## start

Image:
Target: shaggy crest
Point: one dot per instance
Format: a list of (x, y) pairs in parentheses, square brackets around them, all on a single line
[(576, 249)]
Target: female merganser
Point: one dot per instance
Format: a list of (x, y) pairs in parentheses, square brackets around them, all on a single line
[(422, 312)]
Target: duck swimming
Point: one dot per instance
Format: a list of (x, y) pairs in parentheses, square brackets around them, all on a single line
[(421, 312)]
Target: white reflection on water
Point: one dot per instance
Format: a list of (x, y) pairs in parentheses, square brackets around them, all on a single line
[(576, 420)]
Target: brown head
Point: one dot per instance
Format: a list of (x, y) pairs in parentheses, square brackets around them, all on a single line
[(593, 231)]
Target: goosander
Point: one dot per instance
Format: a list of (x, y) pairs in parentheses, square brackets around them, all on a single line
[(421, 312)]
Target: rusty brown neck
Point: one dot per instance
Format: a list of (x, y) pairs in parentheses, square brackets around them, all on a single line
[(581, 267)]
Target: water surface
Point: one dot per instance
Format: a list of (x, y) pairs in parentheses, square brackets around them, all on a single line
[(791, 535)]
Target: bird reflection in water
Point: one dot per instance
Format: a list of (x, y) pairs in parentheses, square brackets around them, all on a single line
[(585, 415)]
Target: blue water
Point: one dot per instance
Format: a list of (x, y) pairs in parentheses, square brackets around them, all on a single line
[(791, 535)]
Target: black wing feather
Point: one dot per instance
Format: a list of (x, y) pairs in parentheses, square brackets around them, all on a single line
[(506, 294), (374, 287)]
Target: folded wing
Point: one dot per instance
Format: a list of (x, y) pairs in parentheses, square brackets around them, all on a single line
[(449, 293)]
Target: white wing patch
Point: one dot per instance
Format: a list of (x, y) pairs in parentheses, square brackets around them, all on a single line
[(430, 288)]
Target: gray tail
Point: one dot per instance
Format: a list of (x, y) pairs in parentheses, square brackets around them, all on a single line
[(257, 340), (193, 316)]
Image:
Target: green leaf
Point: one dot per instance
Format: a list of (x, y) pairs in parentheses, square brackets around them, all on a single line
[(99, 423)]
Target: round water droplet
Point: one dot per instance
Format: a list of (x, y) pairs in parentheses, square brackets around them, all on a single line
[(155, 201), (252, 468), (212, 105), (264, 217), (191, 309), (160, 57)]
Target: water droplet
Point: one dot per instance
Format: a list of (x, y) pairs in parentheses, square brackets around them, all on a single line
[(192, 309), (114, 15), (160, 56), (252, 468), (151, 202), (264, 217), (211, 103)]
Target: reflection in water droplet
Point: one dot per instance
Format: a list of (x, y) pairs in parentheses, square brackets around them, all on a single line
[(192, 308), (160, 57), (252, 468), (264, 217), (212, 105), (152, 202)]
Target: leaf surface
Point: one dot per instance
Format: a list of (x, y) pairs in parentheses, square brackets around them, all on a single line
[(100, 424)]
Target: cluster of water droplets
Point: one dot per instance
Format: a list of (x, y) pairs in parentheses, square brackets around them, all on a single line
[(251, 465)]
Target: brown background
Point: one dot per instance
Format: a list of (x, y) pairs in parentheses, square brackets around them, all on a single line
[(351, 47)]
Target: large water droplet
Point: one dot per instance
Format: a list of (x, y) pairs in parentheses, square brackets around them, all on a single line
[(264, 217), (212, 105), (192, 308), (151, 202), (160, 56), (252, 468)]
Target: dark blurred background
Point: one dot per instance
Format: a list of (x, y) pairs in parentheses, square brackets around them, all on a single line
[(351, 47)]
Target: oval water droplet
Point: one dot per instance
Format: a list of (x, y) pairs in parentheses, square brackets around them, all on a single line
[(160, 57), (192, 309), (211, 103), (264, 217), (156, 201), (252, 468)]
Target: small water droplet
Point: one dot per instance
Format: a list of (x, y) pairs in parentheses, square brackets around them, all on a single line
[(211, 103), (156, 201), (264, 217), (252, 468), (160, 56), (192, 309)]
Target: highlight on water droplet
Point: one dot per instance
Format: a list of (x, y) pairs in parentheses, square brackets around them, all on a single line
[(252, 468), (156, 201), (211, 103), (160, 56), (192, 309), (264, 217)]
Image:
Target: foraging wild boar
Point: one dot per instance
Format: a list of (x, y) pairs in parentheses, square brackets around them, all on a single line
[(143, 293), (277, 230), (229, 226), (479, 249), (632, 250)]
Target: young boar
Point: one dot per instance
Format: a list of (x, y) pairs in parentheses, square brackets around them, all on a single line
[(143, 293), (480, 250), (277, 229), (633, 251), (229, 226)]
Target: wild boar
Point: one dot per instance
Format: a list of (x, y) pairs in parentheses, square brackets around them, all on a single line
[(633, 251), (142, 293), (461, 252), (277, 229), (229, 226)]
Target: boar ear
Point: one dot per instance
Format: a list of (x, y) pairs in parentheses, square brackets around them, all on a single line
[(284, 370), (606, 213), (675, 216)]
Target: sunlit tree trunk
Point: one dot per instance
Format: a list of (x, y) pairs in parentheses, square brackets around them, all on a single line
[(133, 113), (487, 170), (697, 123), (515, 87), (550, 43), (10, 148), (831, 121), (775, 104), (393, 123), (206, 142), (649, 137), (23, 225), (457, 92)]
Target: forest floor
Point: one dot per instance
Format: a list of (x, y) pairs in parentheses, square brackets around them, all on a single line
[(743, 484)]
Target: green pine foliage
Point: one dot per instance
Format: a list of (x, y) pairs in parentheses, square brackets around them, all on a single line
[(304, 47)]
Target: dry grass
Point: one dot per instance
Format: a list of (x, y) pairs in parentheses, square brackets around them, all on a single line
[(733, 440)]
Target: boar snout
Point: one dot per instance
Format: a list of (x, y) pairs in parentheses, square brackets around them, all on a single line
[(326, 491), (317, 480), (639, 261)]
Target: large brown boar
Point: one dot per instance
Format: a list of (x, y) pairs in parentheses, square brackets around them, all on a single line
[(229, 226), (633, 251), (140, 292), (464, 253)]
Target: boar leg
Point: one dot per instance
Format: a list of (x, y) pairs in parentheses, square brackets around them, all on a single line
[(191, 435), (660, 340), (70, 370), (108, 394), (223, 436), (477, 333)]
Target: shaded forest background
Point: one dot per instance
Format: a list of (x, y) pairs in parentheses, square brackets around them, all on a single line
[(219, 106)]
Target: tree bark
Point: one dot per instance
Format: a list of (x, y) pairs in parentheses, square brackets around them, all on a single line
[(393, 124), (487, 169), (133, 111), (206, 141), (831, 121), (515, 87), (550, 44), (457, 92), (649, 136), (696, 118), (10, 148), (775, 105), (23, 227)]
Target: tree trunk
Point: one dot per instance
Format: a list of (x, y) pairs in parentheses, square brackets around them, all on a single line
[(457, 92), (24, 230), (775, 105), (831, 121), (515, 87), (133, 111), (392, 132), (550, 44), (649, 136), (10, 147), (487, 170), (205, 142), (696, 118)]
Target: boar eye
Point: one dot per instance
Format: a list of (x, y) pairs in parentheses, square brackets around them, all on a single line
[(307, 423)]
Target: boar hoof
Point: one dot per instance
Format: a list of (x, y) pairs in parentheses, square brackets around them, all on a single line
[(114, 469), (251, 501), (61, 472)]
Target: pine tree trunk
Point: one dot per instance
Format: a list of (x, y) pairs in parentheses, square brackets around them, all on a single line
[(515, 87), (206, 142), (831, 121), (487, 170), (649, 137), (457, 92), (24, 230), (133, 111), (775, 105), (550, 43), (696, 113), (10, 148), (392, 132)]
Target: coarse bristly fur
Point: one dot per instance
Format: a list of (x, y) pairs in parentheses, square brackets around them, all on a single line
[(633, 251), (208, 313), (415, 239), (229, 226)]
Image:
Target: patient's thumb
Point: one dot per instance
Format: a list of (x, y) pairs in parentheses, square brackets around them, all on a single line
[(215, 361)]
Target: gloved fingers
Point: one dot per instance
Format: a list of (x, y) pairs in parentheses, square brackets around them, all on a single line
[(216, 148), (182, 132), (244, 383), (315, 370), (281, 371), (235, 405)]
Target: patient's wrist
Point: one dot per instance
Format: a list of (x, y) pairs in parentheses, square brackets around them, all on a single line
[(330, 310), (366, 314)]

## end

Your task:
Rewrite the data from the line with "Target: coarse bristly fur" up to and including the line with "[(633, 251), (208, 313), (415, 239), (229, 226)]", changing "coarse bristly fur" to "rough wiry fur" and leaving everything else unchanged.

Exercise output:
Target: rough wiry fur
Point: one dot per instance
Format: a list of (x, y) pairs in parentheses, square brackets around them, all on a single line
[(633, 251), (208, 313), (415, 239), (229, 226)]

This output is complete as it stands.